Direction>
Only the lines from the one containing "Consider the photo above. For every instance of the wrinkled" through the last line below should be written out, exactly and with both ends kept.

Records for processing>
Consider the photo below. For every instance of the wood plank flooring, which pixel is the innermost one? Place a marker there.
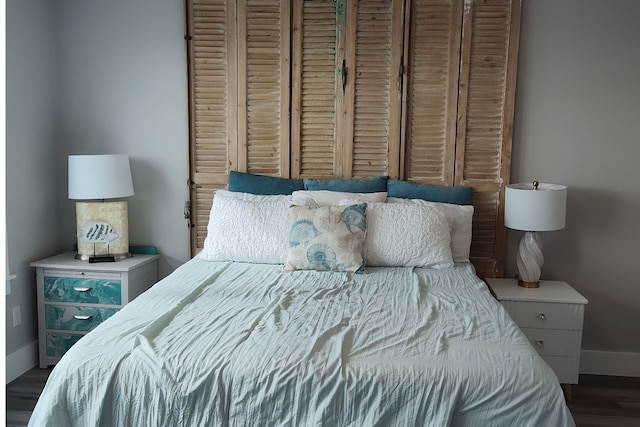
(597, 401)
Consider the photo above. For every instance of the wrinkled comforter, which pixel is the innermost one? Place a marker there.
(250, 345)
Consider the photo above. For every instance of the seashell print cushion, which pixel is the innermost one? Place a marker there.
(327, 238)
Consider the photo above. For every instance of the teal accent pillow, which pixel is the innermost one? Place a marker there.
(328, 238)
(241, 182)
(368, 185)
(459, 195)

Result for this task>
Consider the photo above. For every instance of the wrinkled comforter, which pixel is the innermost one? Place a marker there.
(250, 345)
Consider the photo above. For every instance of the seashell print cushion, which pixel is the innermost one? Place a marker there.
(327, 238)
Consider the photo above. For every instance of the teal accent pillow, which pixel is the innermost one? Place a marker there.
(328, 238)
(241, 182)
(368, 185)
(459, 195)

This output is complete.